### What the task asks:
Count the lines in the listing below that contain the string "basin", with case counting, and give only the number.
* start Source data *
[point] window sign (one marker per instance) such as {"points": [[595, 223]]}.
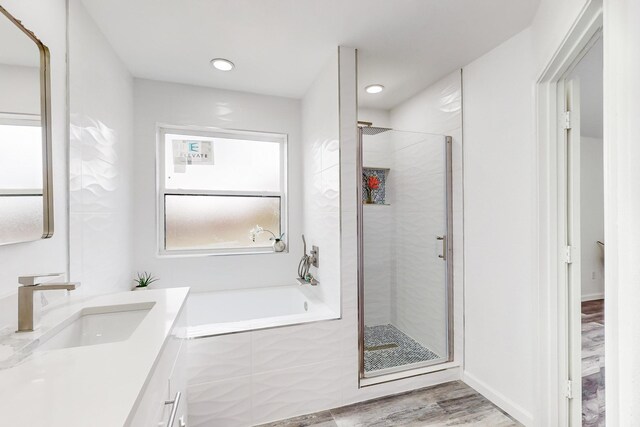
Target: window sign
{"points": [[191, 152]]}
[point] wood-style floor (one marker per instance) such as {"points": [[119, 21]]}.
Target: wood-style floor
{"points": [[450, 404], [456, 404], [593, 413]]}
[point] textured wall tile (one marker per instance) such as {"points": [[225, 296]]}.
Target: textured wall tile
{"points": [[217, 358], [222, 403], [281, 348], [296, 391]]}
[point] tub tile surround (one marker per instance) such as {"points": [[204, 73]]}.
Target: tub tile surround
{"points": [[100, 159]]}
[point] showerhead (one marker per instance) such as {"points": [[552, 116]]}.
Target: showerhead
{"points": [[372, 130]]}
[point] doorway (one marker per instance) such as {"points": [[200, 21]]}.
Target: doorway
{"points": [[560, 230], [583, 138]]}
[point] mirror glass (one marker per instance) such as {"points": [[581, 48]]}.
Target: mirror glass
{"points": [[24, 196]]}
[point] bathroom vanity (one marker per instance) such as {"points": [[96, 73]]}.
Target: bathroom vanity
{"points": [[112, 360]]}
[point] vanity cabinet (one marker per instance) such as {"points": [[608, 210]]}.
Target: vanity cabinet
{"points": [[166, 384]]}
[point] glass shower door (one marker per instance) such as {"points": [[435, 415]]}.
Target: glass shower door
{"points": [[404, 250]]}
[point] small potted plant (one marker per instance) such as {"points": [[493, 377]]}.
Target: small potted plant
{"points": [[143, 280], [373, 183], [278, 244]]}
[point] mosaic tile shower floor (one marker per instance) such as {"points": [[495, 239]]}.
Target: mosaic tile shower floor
{"points": [[388, 347]]}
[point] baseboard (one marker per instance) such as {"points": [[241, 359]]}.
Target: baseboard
{"points": [[592, 297], [498, 399]]}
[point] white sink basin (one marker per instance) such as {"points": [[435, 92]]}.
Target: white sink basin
{"points": [[97, 325]]}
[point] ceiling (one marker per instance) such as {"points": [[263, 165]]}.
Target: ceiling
{"points": [[279, 46], [17, 47], [590, 72]]}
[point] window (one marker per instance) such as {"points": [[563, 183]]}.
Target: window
{"points": [[215, 186]]}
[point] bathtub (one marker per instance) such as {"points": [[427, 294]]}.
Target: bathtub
{"points": [[225, 312]]}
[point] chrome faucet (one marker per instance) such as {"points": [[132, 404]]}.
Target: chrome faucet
{"points": [[31, 284]]}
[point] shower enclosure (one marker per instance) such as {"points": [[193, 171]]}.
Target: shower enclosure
{"points": [[404, 250]]}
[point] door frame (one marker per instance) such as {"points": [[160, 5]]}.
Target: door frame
{"points": [[554, 317]]}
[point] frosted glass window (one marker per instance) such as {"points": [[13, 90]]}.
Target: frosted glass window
{"points": [[216, 186], [21, 218], [219, 222], [236, 165], [20, 158]]}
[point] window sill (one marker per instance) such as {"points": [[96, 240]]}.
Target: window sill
{"points": [[196, 254]]}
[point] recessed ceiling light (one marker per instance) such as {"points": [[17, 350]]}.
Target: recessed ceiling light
{"points": [[222, 64], [374, 88]]}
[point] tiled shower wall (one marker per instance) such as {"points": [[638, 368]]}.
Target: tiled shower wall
{"points": [[405, 279], [379, 241]]}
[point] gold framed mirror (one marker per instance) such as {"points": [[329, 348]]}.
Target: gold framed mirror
{"points": [[26, 196]]}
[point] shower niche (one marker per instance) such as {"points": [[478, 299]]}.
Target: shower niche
{"points": [[374, 185], [405, 267]]}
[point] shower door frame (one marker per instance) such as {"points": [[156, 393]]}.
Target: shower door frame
{"points": [[412, 369]]}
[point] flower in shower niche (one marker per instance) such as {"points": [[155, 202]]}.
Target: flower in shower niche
{"points": [[373, 183], [278, 244]]}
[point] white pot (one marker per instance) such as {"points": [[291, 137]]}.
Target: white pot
{"points": [[279, 245]]}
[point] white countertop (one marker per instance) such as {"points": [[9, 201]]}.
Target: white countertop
{"points": [[89, 386]]}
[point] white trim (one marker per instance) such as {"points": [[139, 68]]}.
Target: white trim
{"points": [[593, 297], [552, 340], [210, 132], [498, 399]]}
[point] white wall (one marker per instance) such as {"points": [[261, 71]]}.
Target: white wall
{"points": [[47, 19], [176, 104], [20, 88], [591, 218], [622, 210], [500, 226], [260, 376], [504, 288], [101, 159]]}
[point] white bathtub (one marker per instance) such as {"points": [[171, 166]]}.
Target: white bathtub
{"points": [[224, 312]]}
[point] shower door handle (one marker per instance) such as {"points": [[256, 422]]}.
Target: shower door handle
{"points": [[443, 255]]}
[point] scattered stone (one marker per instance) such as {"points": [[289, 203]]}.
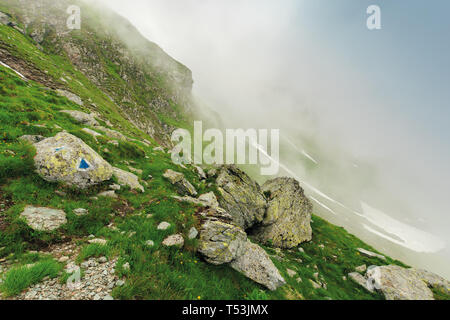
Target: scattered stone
{"points": [[71, 96], [241, 197], [127, 179], [163, 226], [397, 283], [66, 158], [220, 240], [97, 241], [108, 194], [114, 187], [179, 181], [175, 240], [291, 273], [200, 172], [362, 268], [44, 219], [193, 233], [32, 138], [205, 200], [81, 212], [315, 284], [287, 222], [255, 264], [371, 254], [93, 133], [138, 171]]}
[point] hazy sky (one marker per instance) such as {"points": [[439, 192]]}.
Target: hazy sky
{"points": [[383, 95]]}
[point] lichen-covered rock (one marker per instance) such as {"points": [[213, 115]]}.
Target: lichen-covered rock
{"points": [[397, 283], [67, 159], [288, 219], [220, 240], [44, 219], [241, 197], [205, 200], [255, 264], [179, 181], [359, 279], [71, 96], [175, 240], [32, 138], [82, 117], [126, 178]]}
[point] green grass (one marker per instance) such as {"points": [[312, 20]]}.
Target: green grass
{"points": [[19, 278]]}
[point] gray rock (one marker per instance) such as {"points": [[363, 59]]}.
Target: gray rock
{"points": [[370, 254], [193, 233], [291, 273], [129, 179], [108, 194], [71, 96], [4, 19], [82, 117], [255, 264], [67, 159], [287, 222], [163, 226], [175, 240], [241, 197], [32, 138], [362, 268], [220, 240], [200, 172], [205, 200], [81, 212], [179, 181], [44, 219], [397, 283], [359, 279]]}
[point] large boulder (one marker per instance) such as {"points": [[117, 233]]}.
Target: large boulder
{"points": [[221, 241], [288, 218], [255, 264], [43, 219], [67, 159], [180, 182], [241, 197], [129, 179], [397, 283]]}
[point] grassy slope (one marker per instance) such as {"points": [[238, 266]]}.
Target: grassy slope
{"points": [[157, 272]]}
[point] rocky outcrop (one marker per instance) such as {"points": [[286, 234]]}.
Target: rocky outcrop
{"points": [[67, 159], [126, 178], [44, 219], [397, 283], [82, 117], [287, 222], [220, 240], [71, 96], [180, 182], [255, 264], [371, 254], [205, 200], [241, 197]]}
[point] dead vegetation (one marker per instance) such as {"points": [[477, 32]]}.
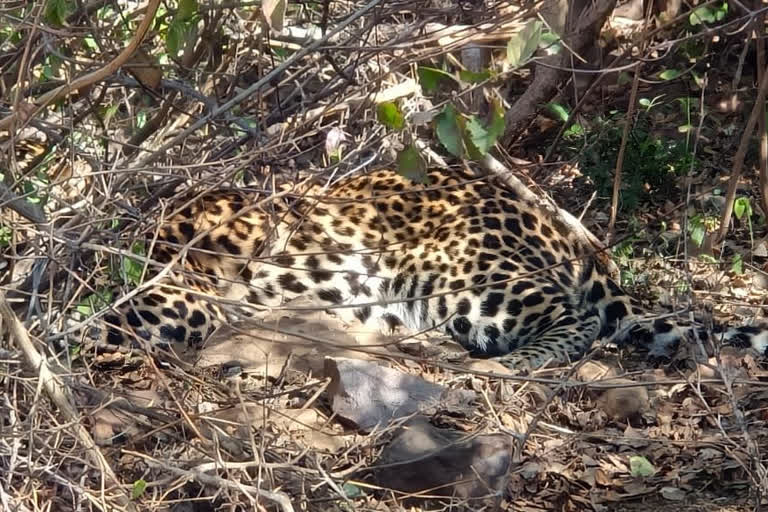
* end Source data *
### Task solution:
2